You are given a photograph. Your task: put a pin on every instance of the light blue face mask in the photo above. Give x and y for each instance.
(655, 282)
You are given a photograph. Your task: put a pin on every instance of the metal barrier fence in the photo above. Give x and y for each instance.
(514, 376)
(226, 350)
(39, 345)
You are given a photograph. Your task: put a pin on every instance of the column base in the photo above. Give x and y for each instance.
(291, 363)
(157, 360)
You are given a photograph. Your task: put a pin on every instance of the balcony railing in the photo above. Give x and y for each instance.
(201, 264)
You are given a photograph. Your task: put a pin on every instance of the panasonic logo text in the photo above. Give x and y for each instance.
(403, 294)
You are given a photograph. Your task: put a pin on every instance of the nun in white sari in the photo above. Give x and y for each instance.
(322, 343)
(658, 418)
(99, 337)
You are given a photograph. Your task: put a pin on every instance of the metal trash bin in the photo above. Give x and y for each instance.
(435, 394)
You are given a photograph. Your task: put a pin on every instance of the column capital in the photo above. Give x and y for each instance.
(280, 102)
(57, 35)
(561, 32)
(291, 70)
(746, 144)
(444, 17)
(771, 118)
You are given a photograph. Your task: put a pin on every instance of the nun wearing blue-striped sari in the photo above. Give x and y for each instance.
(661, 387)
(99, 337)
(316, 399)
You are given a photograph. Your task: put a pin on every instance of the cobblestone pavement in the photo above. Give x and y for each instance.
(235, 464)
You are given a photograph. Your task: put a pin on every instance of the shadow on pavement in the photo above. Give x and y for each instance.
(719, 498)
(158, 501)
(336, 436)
____________
Recast all of the material above as a two-column CSV with the columns input and output. Give one row for each line to be answered, put its answer in output, quote both fields, and replace any line breaks with spaces.

input,output
"You are given a photograph. Your task: put a pin on every instance of the light blue face mask in the photo above. Give x and y for each instance.","(655, 282)"
"You are given a photograph. Your task: put a pin on every instance of the metal barrier fence in the photo above. Give x and y for each instance.","(514, 376) (226, 350) (39, 345)"
"You are given a photograph. Your task: put a pin on every instance of the column base in the photo above. Give x and y for each instance.","(291, 363) (157, 360)"
"You are given a photograph. Your task: put a pin on every instance of the balcony railing in the photo above. Give x and y for each instance.","(201, 264)"
"You are given a photograph. Your task: put a pin on every instance of the panasonic logo text in the photo above. Give x and y for each instance.","(403, 294)"
"You are given a photograph. Your task: put a pin on every instance of the nun in white sari in the photo above. Give x and y for each instance.","(322, 343) (658, 418) (99, 337)"
"You are given a photograph. Your task: put a pin on every instance of the metal trash bin in the photo above. Give x and y for each instance.","(435, 394)"
"You are given a photograph. Your task: put a pin on every instance of the column capital in the photo above. Give x and y for each instance.","(280, 102) (57, 35) (561, 32) (291, 70) (746, 144) (444, 17) (771, 118)"
"You are given a photograph. Your task: put a pin on every instance of the nun wearing blue-striped sari in the photo above. Give x and y for each instance.","(661, 387) (99, 337) (316, 399)"
"You are given a photograph. Your task: put a pin on every instance of the cobblestone pavement in the photo above. Give x and y for each instance.","(235, 464)"
"You are given a photograph. Your task: put a pin on every instance of the shadow on pavement in the photo above. Give x and y for each instance.","(719, 498) (158, 501) (336, 436)"